== Stated problem ==
Change every "photograph" in the entries below to "image", keep all other text the same, and write the entries out again without the pictures.
::: Exercise material
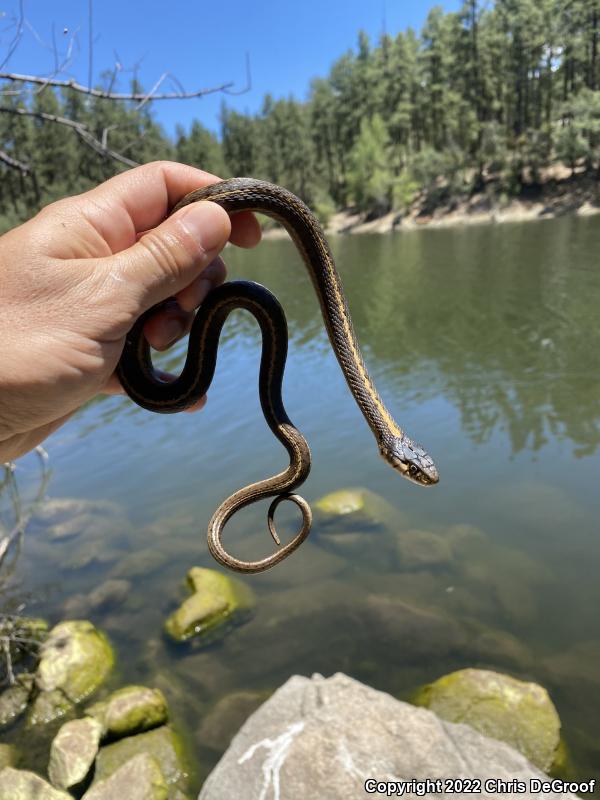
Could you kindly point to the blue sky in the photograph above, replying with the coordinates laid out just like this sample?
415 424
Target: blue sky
204 44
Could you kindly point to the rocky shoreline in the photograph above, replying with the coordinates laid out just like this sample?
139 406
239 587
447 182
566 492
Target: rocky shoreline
558 195
77 730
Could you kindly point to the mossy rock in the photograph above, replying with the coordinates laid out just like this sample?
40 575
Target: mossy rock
75 658
48 707
130 710
162 744
356 508
216 599
19 784
140 778
501 707
14 700
9 756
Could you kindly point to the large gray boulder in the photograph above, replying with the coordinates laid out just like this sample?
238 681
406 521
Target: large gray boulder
323 737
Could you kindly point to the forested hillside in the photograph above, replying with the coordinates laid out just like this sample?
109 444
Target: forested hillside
480 100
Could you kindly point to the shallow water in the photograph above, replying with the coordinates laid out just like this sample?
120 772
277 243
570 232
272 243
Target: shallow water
485 345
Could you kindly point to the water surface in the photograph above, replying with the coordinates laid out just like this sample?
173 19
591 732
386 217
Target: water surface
484 343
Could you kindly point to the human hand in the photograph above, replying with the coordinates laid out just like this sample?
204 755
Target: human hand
75 278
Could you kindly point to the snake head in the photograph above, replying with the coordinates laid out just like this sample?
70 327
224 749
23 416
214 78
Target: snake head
410 460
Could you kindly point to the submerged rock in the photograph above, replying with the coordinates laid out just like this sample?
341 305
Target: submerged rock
76 658
161 744
226 717
19 784
110 593
518 713
139 778
142 562
216 599
14 700
9 756
73 751
130 710
57 510
346 520
48 707
360 508
419 549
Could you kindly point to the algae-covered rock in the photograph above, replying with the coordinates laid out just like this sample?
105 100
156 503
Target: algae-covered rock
518 713
48 707
138 779
130 710
73 751
9 756
19 784
419 549
14 700
360 508
161 744
216 599
76 658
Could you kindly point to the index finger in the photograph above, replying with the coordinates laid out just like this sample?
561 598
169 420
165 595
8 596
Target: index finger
140 199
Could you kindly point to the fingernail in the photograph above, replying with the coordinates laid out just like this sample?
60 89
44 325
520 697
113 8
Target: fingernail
204 287
206 223
171 330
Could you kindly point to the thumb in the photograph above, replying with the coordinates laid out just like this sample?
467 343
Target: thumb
167 258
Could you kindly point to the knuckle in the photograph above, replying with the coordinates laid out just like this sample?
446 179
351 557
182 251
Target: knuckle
163 251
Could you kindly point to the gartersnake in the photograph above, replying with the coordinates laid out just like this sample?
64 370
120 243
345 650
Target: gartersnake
139 381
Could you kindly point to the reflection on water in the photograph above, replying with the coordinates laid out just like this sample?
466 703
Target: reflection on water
485 345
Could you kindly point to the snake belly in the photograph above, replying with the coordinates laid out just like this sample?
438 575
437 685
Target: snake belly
136 374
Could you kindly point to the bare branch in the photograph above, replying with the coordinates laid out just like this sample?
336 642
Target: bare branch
136 96
23 516
80 129
13 163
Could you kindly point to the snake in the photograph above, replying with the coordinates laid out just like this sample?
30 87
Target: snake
148 390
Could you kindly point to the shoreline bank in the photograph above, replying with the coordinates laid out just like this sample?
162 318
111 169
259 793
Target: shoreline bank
577 195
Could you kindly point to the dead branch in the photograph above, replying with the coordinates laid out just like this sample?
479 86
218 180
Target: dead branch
12 162
80 129
21 515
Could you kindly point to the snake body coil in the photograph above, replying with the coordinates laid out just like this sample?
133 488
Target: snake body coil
138 380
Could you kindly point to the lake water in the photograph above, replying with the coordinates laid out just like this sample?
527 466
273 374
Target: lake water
485 345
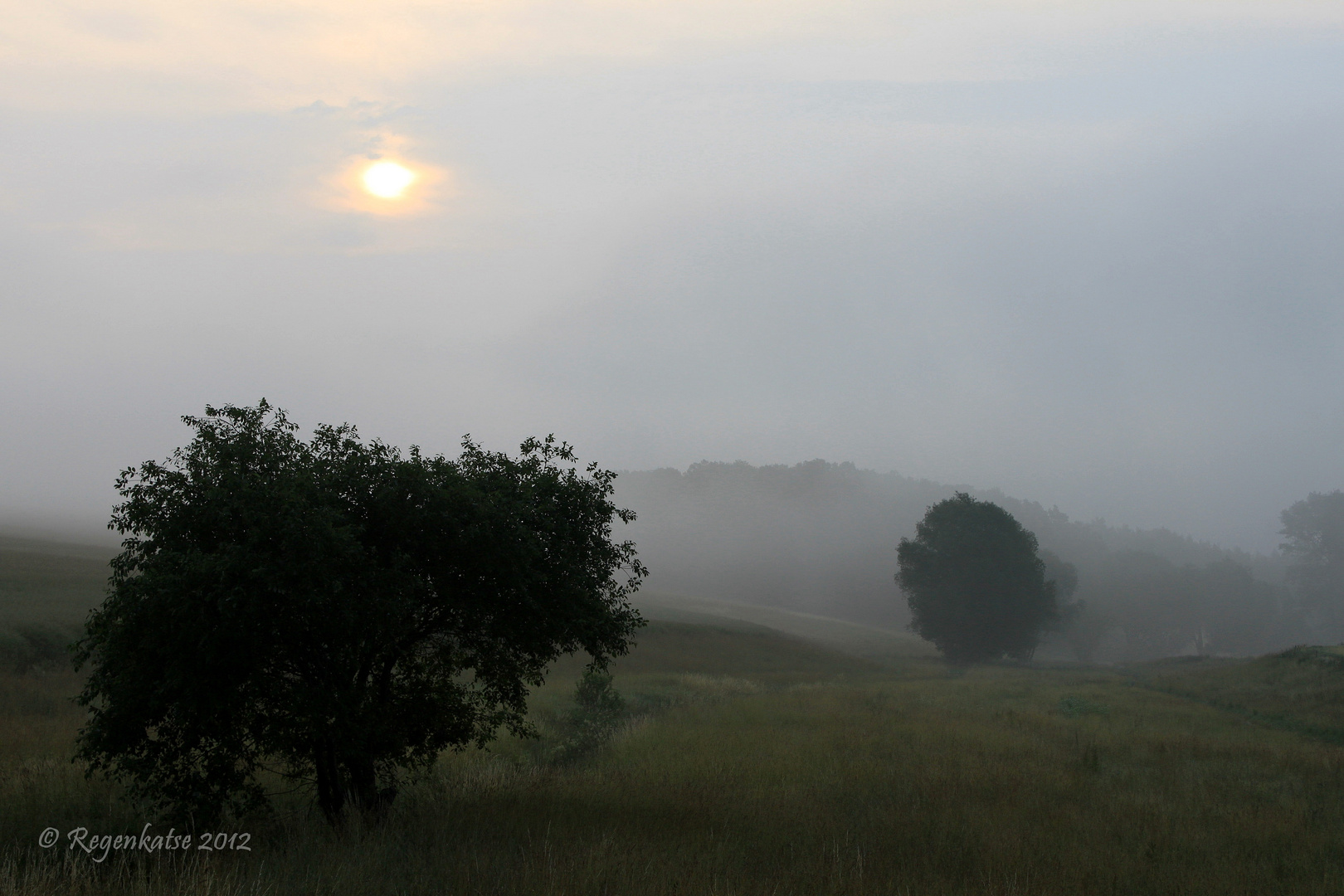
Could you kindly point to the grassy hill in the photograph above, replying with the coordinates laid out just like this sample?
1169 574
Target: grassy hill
774 752
847 637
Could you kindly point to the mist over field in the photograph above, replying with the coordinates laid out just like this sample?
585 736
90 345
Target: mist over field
1081 253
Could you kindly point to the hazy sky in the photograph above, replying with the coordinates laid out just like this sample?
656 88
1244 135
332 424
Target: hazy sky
1089 253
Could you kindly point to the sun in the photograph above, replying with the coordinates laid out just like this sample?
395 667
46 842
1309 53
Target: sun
387 179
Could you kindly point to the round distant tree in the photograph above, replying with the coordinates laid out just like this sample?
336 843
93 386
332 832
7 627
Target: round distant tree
975 585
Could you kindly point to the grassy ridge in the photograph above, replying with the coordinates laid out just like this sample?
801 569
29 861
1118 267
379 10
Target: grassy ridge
46 592
1300 689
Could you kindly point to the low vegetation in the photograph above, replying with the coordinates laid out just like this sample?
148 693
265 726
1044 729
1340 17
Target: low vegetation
724 757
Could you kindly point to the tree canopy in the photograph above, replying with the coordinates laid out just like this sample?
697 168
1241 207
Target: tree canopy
976 587
336 610
1313 533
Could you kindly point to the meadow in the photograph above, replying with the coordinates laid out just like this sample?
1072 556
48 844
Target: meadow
754 759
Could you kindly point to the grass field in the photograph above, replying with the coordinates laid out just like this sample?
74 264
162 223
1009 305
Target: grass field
756 761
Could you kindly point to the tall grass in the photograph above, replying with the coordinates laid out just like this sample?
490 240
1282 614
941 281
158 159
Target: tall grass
995 781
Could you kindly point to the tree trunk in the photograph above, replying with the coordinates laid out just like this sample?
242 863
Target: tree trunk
363 787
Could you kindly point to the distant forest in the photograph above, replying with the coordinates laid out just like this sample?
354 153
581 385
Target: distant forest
821 538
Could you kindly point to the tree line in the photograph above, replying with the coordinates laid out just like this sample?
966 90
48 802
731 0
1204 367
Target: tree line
334 613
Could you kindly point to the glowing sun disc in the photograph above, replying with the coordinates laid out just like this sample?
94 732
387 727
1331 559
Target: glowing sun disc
387 179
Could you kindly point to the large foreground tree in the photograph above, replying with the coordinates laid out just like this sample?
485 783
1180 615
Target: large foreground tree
338 611
976 587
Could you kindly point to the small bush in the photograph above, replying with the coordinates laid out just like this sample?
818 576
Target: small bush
597 715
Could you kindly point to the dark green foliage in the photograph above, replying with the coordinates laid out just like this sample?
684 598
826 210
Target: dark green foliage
1315 544
338 611
975 585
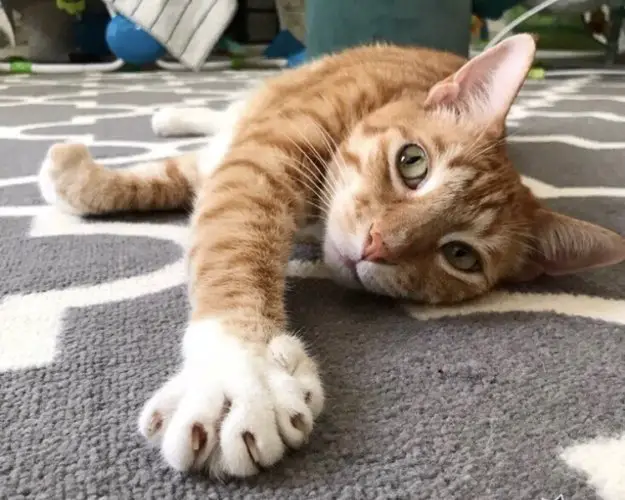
::::::
== Answer in full ==
Could you kindly point to the blue sky in the image above, replying with the coordinates laid out just like this sample?
415 424
Target: blue sky
204 44
Could you kindly point to the rocky shoreline in the image above, replying with the coordinates laid out just like this sample?
139 406
239 587
447 182
566 492
Target: rocky shoreline
558 195
77 730
Could you kindly point to the mossy rock in the image above, replying with the coordinates laid out just like this sample?
40 575
Target: mossy rock
75 658
48 707
130 710
162 744
356 508
216 599
19 784
140 778
501 707
14 700
9 756
Could you kindly point to the large gray boulder in the image above, replying with the coordinates laid out just like this sample?
238 681
406 521
Target: large gray boulder
323 737
Could you kindly point to the forested hillside in the image above, replying with the coordinates laid out just like this sample?
109 444
Target: forested hillside
480 100
Could you kindly point to the shallow water in the image above, replying with the coordinates laid out just like this sample?
120 772
277 243
570 232
272 243
Target: shallow water
485 345
Could you kindly point to the water surface in the image above, replying with the coordinates laid out just like this sample?
173 19
591 732
386 217
Target: water surface
484 343
Could you kindly point to the human hand in the image above, replying with the coordinates laid out just like this sample?
204 755
Target: human hand
75 278
Could you kindly point to the snake head in the image above, replying with the coordinates laid out just like this sample?
70 327
224 749
23 416
214 78
Target: snake head
410 460
Could you kindly point to the submerged rock in the image above, replying with the coordinates laid out just like this sample?
341 305
Target: submerged rock
76 658
161 744
226 717
19 784
110 593
518 713
139 778
142 562
216 599
14 700
9 756
73 751
130 710
57 510
346 520
48 707
360 508
419 549
Could you kindly point to the algae-covered rock in the image above, replying with the coordinates laid out just like this sample?
105 100
156 503
Target: algae-covered rock
518 713
48 707
138 779
130 710
73 751
9 756
19 784
419 549
14 700
360 508
161 744
216 599
76 658
Could you kindly point to the index finger in the image above, replying with the coordinates laid out just like this sample?
561 598
169 420
165 595
8 596
Target: index finger
140 199
Could you kindly point to the fingernail in the image above, replying with the coordinates laid out just like this sample?
60 89
44 325
520 697
113 8
Target: fingernail
204 287
206 223
171 330
Could you kindly point to the thumb in the image above, replying with the coordinates laid out just like this sample?
467 343
Target: thumb
167 258
Could you kindly point to the knuckle in the image above, replying with the coordinates laid out just like this sample?
446 179
351 557
182 251
Target: knuckle
163 251
Could you kindly point to the gartersnake in the image above, replying with the coordinates laid out just like this sample?
64 370
120 243
345 650
Target: gartersnake
139 381
Could you kindly point to the reflection on water in the image above, replying with the coordinates laid out just like this sample?
466 703
Target: reflection on water
485 345
Could you kindly point to the snake belly in the image above, replying with the coordinates laid out just like this sample?
438 575
437 685
Target: snake belly
136 374
Could you kindly point to the bare branch in the image above, replying with the coordinates laid out just like this sample?
336 642
Target: bare branch
136 96
23 516
80 129
13 163
Could you kindly point to the snake in the image above, replying with the coordinates laid out just like this sample?
30 87
Target: snake
148 390
Could you kindly point to the shoreline bank in the image above, replying with the coordinates laid out just like this sample?
162 318
111 169
259 793
Target: shoreline bank
577 195
Could you kindly point to the dead branch in the image above, replying with the coordinates laid out just like this sample?
479 86
218 180
Target: dead branch
12 162
80 129
21 515
Could you kindly point to the snake body coil in the image above, replying with the coordinates laid out just like this sample?
133 488
Target: snake body coil
138 380
Could you kindly point to the lake water in the image above, replying with the coordinates laid out just like this sample?
527 466
273 374
Target: lake water
485 345
Could you kindly point to the grassy hill in the image above, replying with the coordinates laid out just like this sample?
1169 574
Target: grassy hill
774 752
847 637
Could you kindly point to the mist over field in the image above, replying with the coordinates laid out just like this sample?
585 736
90 345
Target: mist over field
1081 253
Could you kindly point to the hazy sky in the image above, replying with the coordinates laid out just like this sample?
656 88
1244 135
332 424
Target: hazy sky
1089 253
Could you kindly point to the sun in the image above, replying with the coordinates laid out just like this sample?
395 667
46 842
1309 53
Target: sun
387 179
Could you kindly point to the round distant tree in the image above, replying with the coordinates laid out just like this sample?
336 843
93 386
332 832
7 627
Target: round distant tree
975 585
Could you kindly point to the grassy ridge in the image above, replying with the coordinates laid out just like this sample?
801 569
29 861
1118 267
379 10
Target: grassy ridge
46 592
1300 689
Could you kindly point to the low vegetation in the image above, replying with the coordinates laid out just like this sample?
148 693
265 726
1044 729
1340 17
Target: low vegetation
724 757
Could you kindly point to the tree canopy in the image above, replying with the coordinates laid out just like this sample?
697 168
1241 207
Target: tree canopy
976 587
336 610
1313 533
Could you kindly point to the meadow in the image above, replying with the coordinates laid out just like this sample?
1072 556
48 844
Target: meadow
754 759
Could you kindly point to the grass field in the image above, replying with the coordinates laid out just like this sample?
74 264
162 223
1009 305
Target: grass field
756 761
Could you kindly point to the tall grass in the image above, replying with the coordinates laid out just like this sample?
490 240
1282 614
941 281
158 159
Target: tall grass
995 781
Could you kindly point to the tree trunk in the image above, replying with the coordinates laid out just like this sample?
242 863
Target: tree trunk
363 787
Could you kindly point to the distant forest in the image above, replying with the coordinates laid out just like this sample?
354 153
581 385
Target: distant forest
821 538
Could you kindly point to the tree line in the image above, replying with the coordinates laid out just like this sample?
966 90
48 802
731 0
1204 367
Target: tree line
334 613
Could you kindly point to the glowing sun disc in the image above, replying with the coordinates laid out just like this sample?
94 732
387 727
1331 559
Target: glowing sun disc
387 179
Could you kindly point to the large foreground tree in the image above, replying with the coordinates laid out just like this sample?
485 783
1180 615
Target: large foreground tree
338 611
976 587
Could you kindly point to the small bush in the image above, replying with the coordinates laid out just like this sample?
818 576
Target: small bush
597 715
Could you kindly point to the dark green foliage in the image above, replying with the coordinates laid out just like this sample?
684 598
826 210
Target: dark green foliage
1315 544
338 611
975 585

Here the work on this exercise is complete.